(Stored data entries)
-----

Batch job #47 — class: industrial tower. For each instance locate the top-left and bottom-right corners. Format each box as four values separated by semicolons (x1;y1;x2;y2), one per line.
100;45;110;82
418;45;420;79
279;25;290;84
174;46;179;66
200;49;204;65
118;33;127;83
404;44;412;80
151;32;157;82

-----

Copy the data above in its entirety, exactly as given.

Batch job #47 — class: industrial tower. For each instance locate the top-left and bottom-right corners. Format each box as four values separated by semicolons (x1;y1;x2;y2), one per line.
100;45;110;82
418;45;420;79
279;25;290;84
174;46;179;66
200;49;204;65
118;33;127;83
404;44;412;80
151;32;157;82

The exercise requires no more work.